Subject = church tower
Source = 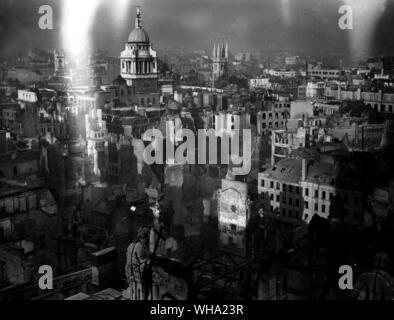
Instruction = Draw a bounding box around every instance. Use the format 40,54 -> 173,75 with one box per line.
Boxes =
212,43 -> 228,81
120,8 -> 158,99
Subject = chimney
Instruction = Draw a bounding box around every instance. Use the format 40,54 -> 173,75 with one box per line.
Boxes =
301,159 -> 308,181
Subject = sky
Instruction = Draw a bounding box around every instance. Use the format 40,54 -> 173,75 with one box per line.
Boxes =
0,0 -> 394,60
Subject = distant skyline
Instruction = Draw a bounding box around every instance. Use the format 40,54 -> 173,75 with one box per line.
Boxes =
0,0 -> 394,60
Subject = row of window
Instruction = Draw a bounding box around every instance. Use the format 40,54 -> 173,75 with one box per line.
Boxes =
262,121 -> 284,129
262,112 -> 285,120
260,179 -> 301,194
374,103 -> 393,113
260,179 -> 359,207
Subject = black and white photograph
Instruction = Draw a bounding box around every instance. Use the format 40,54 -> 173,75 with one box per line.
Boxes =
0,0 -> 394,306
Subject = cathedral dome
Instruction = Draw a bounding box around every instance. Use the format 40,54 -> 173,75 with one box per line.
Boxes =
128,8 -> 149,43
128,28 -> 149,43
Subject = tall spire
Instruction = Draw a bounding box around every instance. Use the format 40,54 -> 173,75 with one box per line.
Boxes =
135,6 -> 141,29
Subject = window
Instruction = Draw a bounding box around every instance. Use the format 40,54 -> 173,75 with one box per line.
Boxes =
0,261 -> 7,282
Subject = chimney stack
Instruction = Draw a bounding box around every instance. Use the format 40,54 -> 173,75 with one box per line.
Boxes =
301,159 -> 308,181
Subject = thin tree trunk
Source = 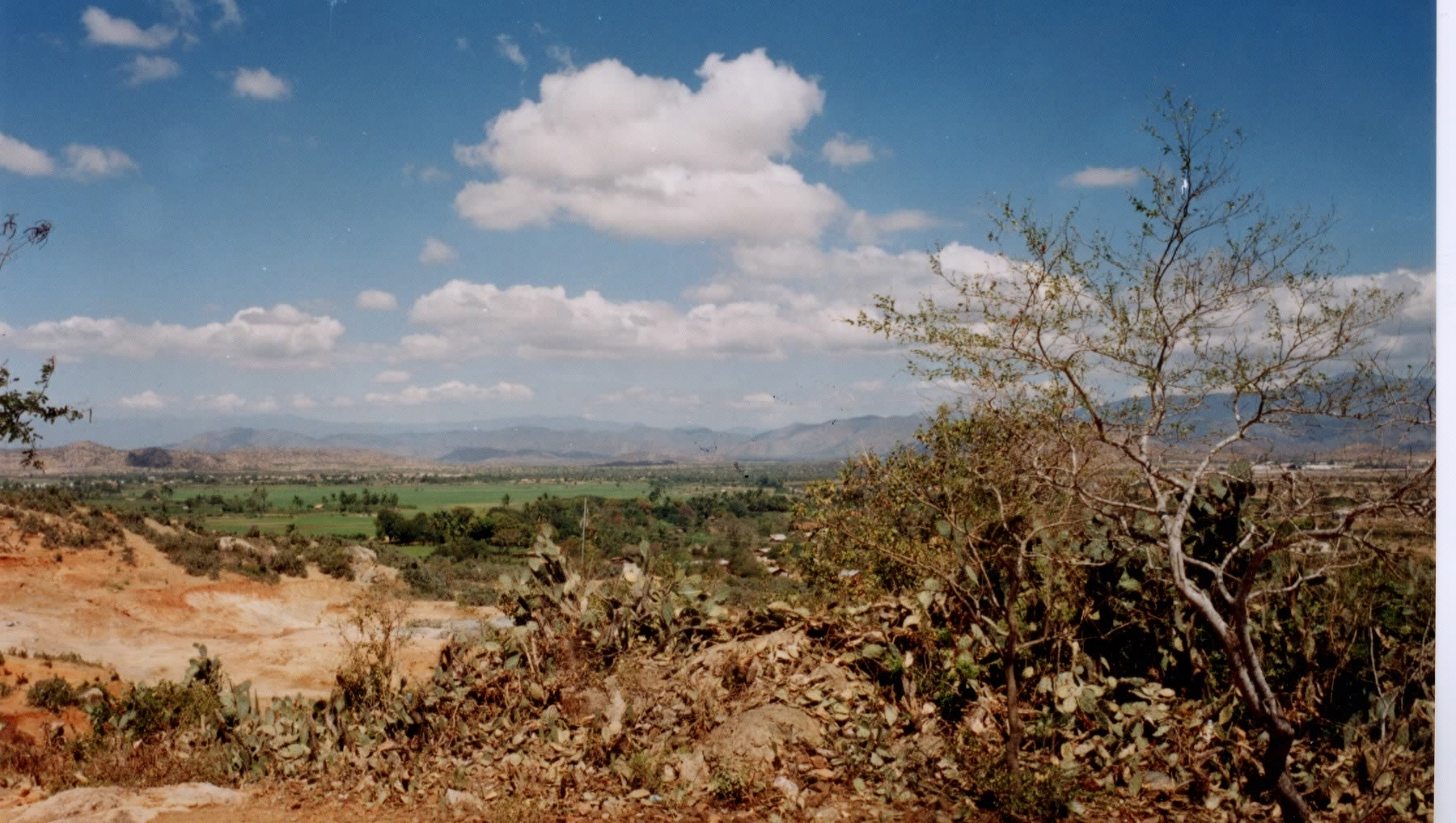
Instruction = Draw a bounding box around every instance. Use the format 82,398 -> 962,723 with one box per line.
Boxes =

* * *

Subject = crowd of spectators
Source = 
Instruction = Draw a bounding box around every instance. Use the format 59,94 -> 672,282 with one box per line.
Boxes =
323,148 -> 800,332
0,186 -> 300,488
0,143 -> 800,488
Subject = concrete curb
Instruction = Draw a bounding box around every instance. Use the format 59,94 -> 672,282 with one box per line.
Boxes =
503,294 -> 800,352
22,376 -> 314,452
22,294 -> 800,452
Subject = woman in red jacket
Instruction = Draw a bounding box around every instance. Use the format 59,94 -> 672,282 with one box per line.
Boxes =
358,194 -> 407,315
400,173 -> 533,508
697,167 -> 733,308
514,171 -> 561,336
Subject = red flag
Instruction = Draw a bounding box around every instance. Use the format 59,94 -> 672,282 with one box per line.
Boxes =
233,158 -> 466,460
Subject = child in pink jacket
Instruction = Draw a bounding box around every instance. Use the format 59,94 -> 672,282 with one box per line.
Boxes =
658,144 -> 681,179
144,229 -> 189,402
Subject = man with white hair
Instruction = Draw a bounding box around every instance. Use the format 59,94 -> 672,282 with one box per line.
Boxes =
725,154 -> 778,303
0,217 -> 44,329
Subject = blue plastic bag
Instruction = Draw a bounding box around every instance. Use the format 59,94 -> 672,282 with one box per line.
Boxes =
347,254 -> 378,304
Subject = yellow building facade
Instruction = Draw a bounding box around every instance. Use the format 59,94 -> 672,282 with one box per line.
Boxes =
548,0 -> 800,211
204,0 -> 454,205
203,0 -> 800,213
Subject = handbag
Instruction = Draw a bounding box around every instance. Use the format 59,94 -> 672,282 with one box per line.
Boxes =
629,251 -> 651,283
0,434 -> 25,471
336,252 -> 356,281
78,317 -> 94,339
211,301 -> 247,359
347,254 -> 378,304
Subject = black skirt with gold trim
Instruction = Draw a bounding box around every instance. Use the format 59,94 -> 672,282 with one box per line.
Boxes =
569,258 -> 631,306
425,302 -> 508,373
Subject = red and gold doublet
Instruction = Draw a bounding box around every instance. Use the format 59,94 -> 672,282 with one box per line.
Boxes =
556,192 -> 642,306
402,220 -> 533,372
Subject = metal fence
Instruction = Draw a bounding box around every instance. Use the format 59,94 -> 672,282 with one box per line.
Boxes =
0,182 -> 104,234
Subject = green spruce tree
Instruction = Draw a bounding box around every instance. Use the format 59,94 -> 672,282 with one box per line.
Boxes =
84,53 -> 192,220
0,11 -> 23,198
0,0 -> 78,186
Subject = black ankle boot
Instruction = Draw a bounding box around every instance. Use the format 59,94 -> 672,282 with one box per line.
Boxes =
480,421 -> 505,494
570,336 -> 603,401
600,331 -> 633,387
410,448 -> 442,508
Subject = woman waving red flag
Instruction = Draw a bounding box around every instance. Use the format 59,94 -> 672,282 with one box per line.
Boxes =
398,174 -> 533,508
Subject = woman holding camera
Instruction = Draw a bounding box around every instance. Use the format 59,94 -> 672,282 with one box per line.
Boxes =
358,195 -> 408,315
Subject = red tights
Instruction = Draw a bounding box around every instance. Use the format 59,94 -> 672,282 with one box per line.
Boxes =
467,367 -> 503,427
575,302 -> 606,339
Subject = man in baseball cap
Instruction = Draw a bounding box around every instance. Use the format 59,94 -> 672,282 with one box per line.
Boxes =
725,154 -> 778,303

• [Task brief]:
Rewrite the lines of the items as a Markdown table with the columns "Row" and "Line", numbering each row and leaving out blank lines. Begin at the line that contains "Subject = concrete curb" and stop after the line that contains "22,294 -> 800,452".

• [Solution to this problem]:
| Row | Line |
|---|---|
| 1 | Subject = concrete curb |
| 2 | Instruction = Draw a bounding box around every instance. Use the format 59,94 -> 672,282 with one box per line. |
| 3 | Boxes = |
| 4 | 503,294 -> 800,352 |
| 5 | 22,376 -> 314,452 |
| 6 | 22,294 -> 800,452 |